Attacks have stepped up in the country's northwest border, where government forces have battled al-Qaeda linked militants since late 2012
Tunisian forces are battling militants along the border the country shares with Algeria (AFP)

Four Tunisian soldiers were killed by a land mine on Wednesday along the country's northwest border, where the army has been battling Islamist militants, the defence ministry said.

"Four soldiers aboard a Hummer were killed by a land mine explosion during an anti-terror operation" at Jebel Ouergha in Kef province, said ministry spokesman Rachid Bouhoula.

Weapons "caches of the terrorists were destroyed and units of the security forces pursued these elements," Bouhoula told AFP.

The incident is the latest in a string of fatalities caused by roadside bombs and land mines in the remote border region, parts of which have been declared closed military zones as the security forces press a campaign against militants holed up there.

On Tuesday, four soldiers and two policemen were wounded when a roadside bomb exploded in the Kef region, two days after a similar attack injured another policeman.

Separately, a landmine killed a 19-year-old Tunisian overnight near Mount Chaambi, further south, according to the interior ministry.

Since late 2012, security forces have been battling militants hiding out in the Kef and Mount Chaambi regions and thought to be linked to al-Qaeda in the Islamic Maghreb (AQIM).

More than 20 soldiers and paramilitary police have been killed in the campaign, often by improvised land mines.

Last month, AQIM for the first time claimed responsibility for an attack in Tunisia, which has been rocked by Islamist violence since the 2011 revolution that toppled a decades-old dictatorship and touched off the Arab Spring.

A 27 May attack on the home of the interior minister, Lotfi Ben Jeddou, in the western Kasserine region, killed four policemen.

Authorities say they have gained the upper hand in the fight against militants active along the Algerian border, while acknowledging the campaign to root them all out will take time.

** INFORMATION GIVEN **

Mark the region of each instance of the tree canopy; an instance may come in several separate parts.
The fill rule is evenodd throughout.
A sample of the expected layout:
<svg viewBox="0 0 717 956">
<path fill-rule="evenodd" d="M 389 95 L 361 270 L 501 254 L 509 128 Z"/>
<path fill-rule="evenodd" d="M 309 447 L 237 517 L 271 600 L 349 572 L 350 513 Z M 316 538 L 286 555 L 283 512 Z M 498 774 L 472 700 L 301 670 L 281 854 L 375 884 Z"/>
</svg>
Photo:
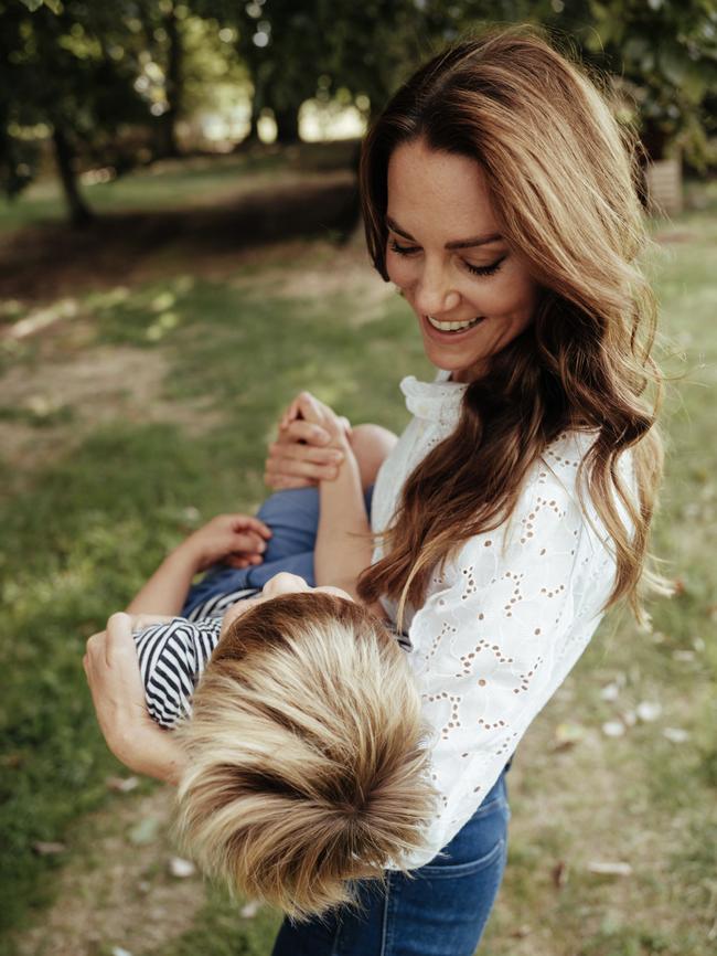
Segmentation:
<svg viewBox="0 0 717 956">
<path fill-rule="evenodd" d="M 366 117 L 436 49 L 486 23 L 533 22 L 616 77 L 649 153 L 708 161 L 717 89 L 713 0 L 0 0 L 0 183 L 17 194 L 51 139 L 71 215 L 85 166 L 178 155 L 178 124 L 223 83 L 299 138 L 312 98 Z"/>
</svg>

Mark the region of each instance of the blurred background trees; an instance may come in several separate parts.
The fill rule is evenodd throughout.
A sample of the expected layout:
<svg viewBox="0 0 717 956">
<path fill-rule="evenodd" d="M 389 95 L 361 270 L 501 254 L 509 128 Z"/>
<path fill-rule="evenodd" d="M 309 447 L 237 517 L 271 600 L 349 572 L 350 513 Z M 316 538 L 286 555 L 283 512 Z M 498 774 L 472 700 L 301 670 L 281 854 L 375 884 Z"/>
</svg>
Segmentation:
<svg viewBox="0 0 717 956">
<path fill-rule="evenodd" d="M 486 22 L 534 22 L 613 76 L 653 160 L 715 162 L 715 0 L 0 0 L 0 181 L 52 156 L 78 172 L 260 141 L 357 137 L 427 54 Z"/>
</svg>

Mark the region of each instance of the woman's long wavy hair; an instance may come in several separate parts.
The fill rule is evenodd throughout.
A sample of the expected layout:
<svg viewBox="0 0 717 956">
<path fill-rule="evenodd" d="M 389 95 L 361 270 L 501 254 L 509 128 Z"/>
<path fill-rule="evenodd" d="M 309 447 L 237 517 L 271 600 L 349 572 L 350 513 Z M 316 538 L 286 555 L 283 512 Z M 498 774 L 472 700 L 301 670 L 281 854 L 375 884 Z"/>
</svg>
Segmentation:
<svg viewBox="0 0 717 956">
<path fill-rule="evenodd" d="M 640 258 L 646 245 L 635 141 L 582 72 L 532 30 L 458 43 L 422 66 L 370 130 L 361 163 L 368 251 L 386 273 L 387 170 L 394 150 L 422 140 L 477 160 L 509 245 L 542 294 L 528 328 L 471 382 L 454 432 L 407 479 L 384 557 L 360 594 L 415 607 L 429 573 L 515 507 L 545 447 L 566 429 L 593 432 L 578 487 L 617 559 L 608 606 L 627 598 L 643 618 L 648 537 L 662 472 L 651 358 L 656 307 Z M 638 500 L 618 471 L 633 449 Z M 620 502 L 628 516 L 621 518 Z"/>
</svg>

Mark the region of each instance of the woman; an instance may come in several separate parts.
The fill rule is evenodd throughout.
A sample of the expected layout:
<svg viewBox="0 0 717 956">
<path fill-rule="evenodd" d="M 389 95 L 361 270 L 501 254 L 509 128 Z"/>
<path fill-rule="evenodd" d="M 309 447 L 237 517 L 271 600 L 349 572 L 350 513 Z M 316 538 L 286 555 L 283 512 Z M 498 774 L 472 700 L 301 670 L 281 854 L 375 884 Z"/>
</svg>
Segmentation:
<svg viewBox="0 0 717 956">
<path fill-rule="evenodd" d="M 524 31 L 419 70 L 368 134 L 362 192 L 374 264 L 439 370 L 402 383 L 414 418 L 376 481 L 376 549 L 355 480 L 298 440 L 299 411 L 331 414 L 310 396 L 267 476 L 333 482 L 317 580 L 358 577 L 406 631 L 440 807 L 413 879 L 389 870 L 362 911 L 285 923 L 275 956 L 469 956 L 504 867 L 506 764 L 603 610 L 628 601 L 640 616 L 640 583 L 659 584 L 645 236 L 610 110 Z"/>
<path fill-rule="evenodd" d="M 358 584 L 414 646 L 442 809 L 417 879 L 388 874 L 363 920 L 285 924 L 275 953 L 471 954 L 502 873 L 503 767 L 602 612 L 640 616 L 639 584 L 659 585 L 642 210 L 602 97 L 524 31 L 419 70 L 368 134 L 362 192 L 376 269 L 442 370 L 402 385 L 415 417 L 378 475 Z M 285 428 L 274 487 L 324 477 L 309 455 Z M 338 545 L 353 509 L 333 516 Z M 365 552 L 349 556 L 336 583 L 361 573 Z"/>
</svg>

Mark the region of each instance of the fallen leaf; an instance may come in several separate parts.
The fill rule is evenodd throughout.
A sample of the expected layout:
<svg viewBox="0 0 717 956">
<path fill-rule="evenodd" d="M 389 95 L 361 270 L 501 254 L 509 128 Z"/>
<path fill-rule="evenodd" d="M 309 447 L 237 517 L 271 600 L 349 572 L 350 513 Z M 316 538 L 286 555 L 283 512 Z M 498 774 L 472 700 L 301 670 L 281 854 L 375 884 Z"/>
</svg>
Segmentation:
<svg viewBox="0 0 717 956">
<path fill-rule="evenodd" d="M 183 860 L 181 857 L 171 857 L 169 861 L 169 871 L 172 877 L 182 880 L 185 877 L 193 877 L 196 873 L 196 867 L 191 860 Z"/>
<path fill-rule="evenodd" d="M 564 751 L 585 739 L 582 724 L 560 723 L 555 729 L 553 750 Z"/>
<path fill-rule="evenodd" d="M 64 843 L 53 843 L 46 842 L 44 840 L 38 840 L 36 843 L 32 845 L 32 849 L 38 853 L 39 857 L 54 857 L 56 853 L 64 853 L 67 847 Z"/>
<path fill-rule="evenodd" d="M 659 704 L 656 701 L 643 700 L 635 708 L 635 713 L 638 714 L 639 720 L 644 723 L 651 723 L 652 721 L 657 720 L 662 713 L 662 704 Z"/>
<path fill-rule="evenodd" d="M 129 840 L 131 843 L 135 843 L 135 846 L 141 847 L 145 843 L 151 843 L 157 837 L 158 831 L 159 817 L 147 817 L 132 827 L 129 831 Z"/>
<path fill-rule="evenodd" d="M 622 721 L 606 721 L 602 724 L 602 733 L 607 737 L 621 737 L 624 734 L 624 724 Z"/>
<path fill-rule="evenodd" d="M 682 727 L 663 727 L 662 735 L 673 744 L 684 744 L 689 740 L 689 732 Z"/>
<path fill-rule="evenodd" d="M 550 875 L 553 877 L 553 885 L 561 890 L 568 882 L 568 864 L 565 860 L 558 860 L 555 867 L 553 867 Z"/>
<path fill-rule="evenodd" d="M 109 790 L 129 794 L 139 786 L 139 777 L 107 777 L 105 784 Z"/>
<path fill-rule="evenodd" d="M 617 700 L 618 694 L 620 693 L 619 686 L 613 681 L 612 683 L 606 684 L 600 691 L 600 697 L 602 700 Z"/>
<path fill-rule="evenodd" d="M 529 926 L 518 926 L 517 930 L 512 930 L 511 933 L 509 933 L 509 936 L 511 937 L 511 939 L 524 939 L 526 936 L 529 936 L 529 935 L 531 935 L 531 927 Z"/>
<path fill-rule="evenodd" d="M 632 867 L 630 863 L 623 863 L 619 860 L 612 862 L 593 860 L 588 863 L 588 872 L 597 873 L 600 877 L 631 877 Z"/>
</svg>

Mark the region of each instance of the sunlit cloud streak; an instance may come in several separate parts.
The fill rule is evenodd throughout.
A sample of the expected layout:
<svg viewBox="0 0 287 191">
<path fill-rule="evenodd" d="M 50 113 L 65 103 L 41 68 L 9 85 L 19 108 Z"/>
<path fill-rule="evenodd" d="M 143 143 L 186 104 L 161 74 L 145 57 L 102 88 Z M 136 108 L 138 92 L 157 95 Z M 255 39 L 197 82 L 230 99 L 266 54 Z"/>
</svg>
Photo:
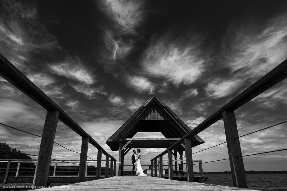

** JOB 1 **
Translate this sentence from the article on Tunisia into Spanish: "More than 20 soldiers and paramilitary police have been killed in the campaign, often by improvised land mines."
** JOB 2 **
Please copy the article on Tunisia word for word, starting at "Since late 2012, security" and ending at "will take time.".
Answer from the article on Tunisia alone, not from the lines.

** WRITTEN SOLUTION 1 **
Más de 20 soldados y policías paramilitares han muerto en la campaña, a menudo a causa de minas terrestres improvisadas.

** WRITTEN SOLUTION 2 **
Since late 2012, security forces have been battling militants hiding out in the Kef and Mount Chaambi regions and thought to be linked to al-Qaeda in the Islamic Maghreb (AQIM).

More than 20 soldiers and paramilitary police have been killed in the campaign, often by improvised land mines.

Last month, AQIM for the first time claimed responsibility for an attack in Tunisia, which has been rocked by Islamist violence since the 2011 revolution that toppled a decades-old dictatorship and touched off the Arab Spring.

A 27 May attack on the home of the interior minister, Lotfi Ben Jeddou, in the western Kasserine region, killed four policemen.

Authorities say they have gained the upper hand in the fight against militants active along the Algerian border, while acknowledging the campaign to root them all out will take time.